** Opening Page extract block **
Specialist commentator comments

Comments on this technology were invited from clinical experts working in the field and relevant patient organisations. The comments received are individual opinions and do not represent NICE's view.

Comments were received from 3 specialists, all of whom had used this technology before. One had used it as part of a research trial.

Level of innovation

All commentators agreed that the technology is innovative, with 2 noting it represents a novel concept or design.

One commentator felt that while it is innovative, the L‑Dex U400 is not the only product that allows early detection of subclinical lymphoedema. This is because there is no consensus on the definition of subclinical lymphoedema and it could be argued that early changes can be detected with a tape measure or perometry.

Potential patient impact

One commentator stated the L‑Dex U400 may be of particular benefit for people with a significant risk of developing lymphoedema, such as people who have had axillary clearance. This is needed for fewer than 20% of women with breast cancer.

One commentator felt that using the L‑Dex U400 could lead to earlier and more effective treatment of lymphoedema. However, another commentator stated that there is currently no evidence that early treatment of subclinical lymphoedema has any impact on its development.

Another commentator added that if shown to be effective, the device could improve lymphoedema services and lead to fewer hospital visits for patients. However, another commentator suggested that it would lead to significantly more hospital visits for patients who were at risk of lymphoedema, and would only benefit a small number of patients at risk of arm swelling.

Potential system impact

Commentators agreed that training would be needed to use this technology; 2 stated that this would be minimal. One commentator clarified that a healthcare assistant or nurse would be able to use the device after around 60 to 90 minutes of training and observation.

One commentator noted that the L‑Dex U400 is a portable device and so it could be used in any clinic in primary or secondary care. A second commentator noted that use of the device adds around 15 minutes to each clinic appointment, but all commentators agreed that no changes to infrastructure would be needed.

One commentator suggested that the device would lead to cost savings in the NHS; however, another stated that the technology would only produce cost savings if it was used in a very select group of patients at higher risk of lymphoedema. They felt that if it was used for all patients with breast cancer then cost savings would not be generated. The third commentator was unsure whether the device would lead to cost savings.

General comments

One commentator noted that the device might be of benefit to patients at high risk of developing lymphoedema, but that even in these patients, the lymphoedema rate is low. They also commented that the time frame for developing lymphoedema varies, with some patients developing the condition many years after primary surgery or radiotherapy. Because of this, a surveillance programme would need to run for many years to identify patients with early-stage lymphoedema. Patients would need to return for regular clinical assessment which is at odds with the current NHS practice of early discharge to general practitioner care after breast cancer treatment. Additionally, the commentator reported that they had stopped using the device in their clinic because of low rates of detection of lymphoedema.
** Closing Page extract block **
** Opening Data shown block **
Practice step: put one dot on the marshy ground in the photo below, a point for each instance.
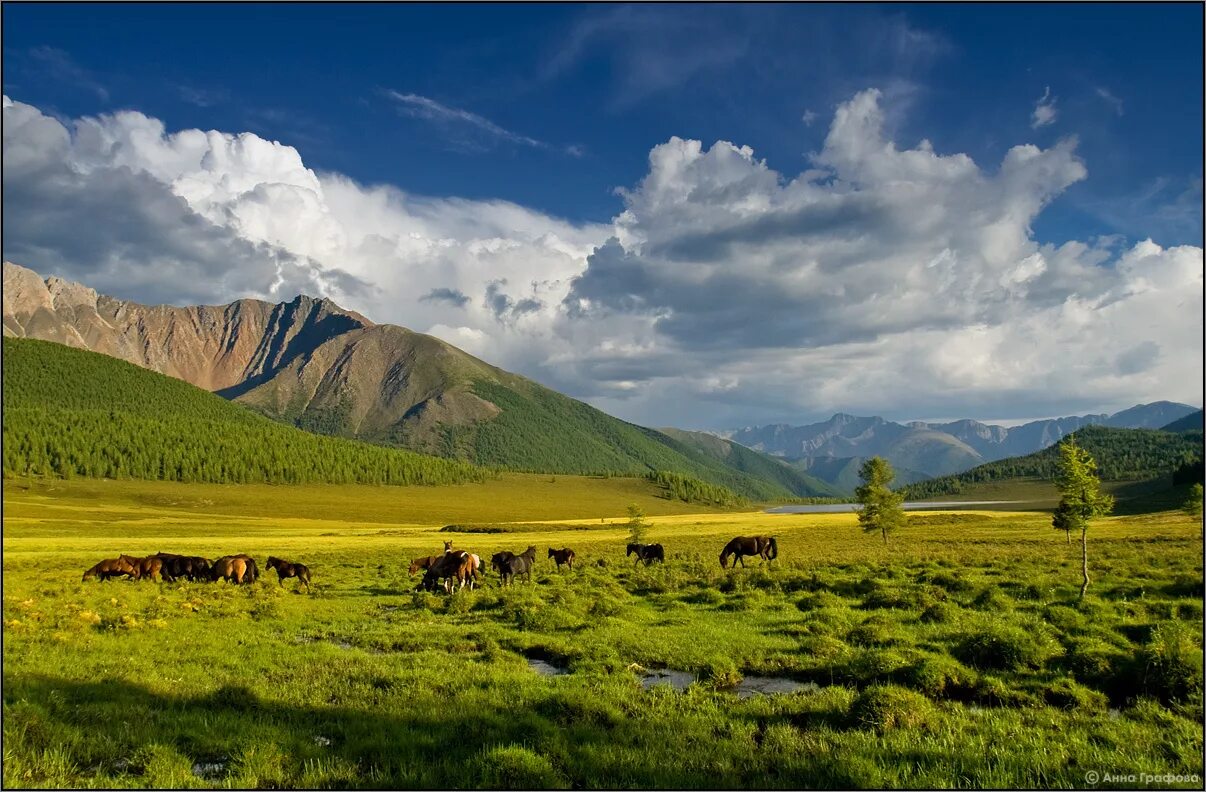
(956, 656)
** Closing Data shown block **
→ Explore the material
[a] In the L‑Dex U400 commentary, rewrite the part that opens with the words containing "One commentator felt that while" and closes with "measure or perometry.", putting "measuring tape" in place of "tape measure".
[b] Answer yes or no for each statement about the L‑Dex U400 commentary, and quote the words that decide it:
(i) Every specialist who commented had used the technology before.
(ii) The commentators agreed that the device would require changes to infrastructure.
(iii) Axillary clearance is needed for more than half of women with breast cancer.
[c] According to the L‑Dex U400 commentary, how much training and observation would a healthcare assistant or nurse need before using the device?
The material that comes after the L‑Dex U400 commentary has no role in this exercise.

→ Answers to the problems
[a]
One commentator felt that while it is innovative, the L‑Dex U400 is not the only product that allows early detection of subclinical lymphoedema. This is because there is no consensus on the definition of subclinical lymphoedema and it could be argued that early changes can be detected with a measuring tape or perometry.

[b]
(i) Yes: "Comments were received from 3 specialists, all of whom had used this technology before."
(ii) No: "all commentators agreed that no changes to infrastructure would be needed."
(iii) No: "This is needed for fewer than 20% of women with breast cancer."

[c] Around 60 to 90 minutes.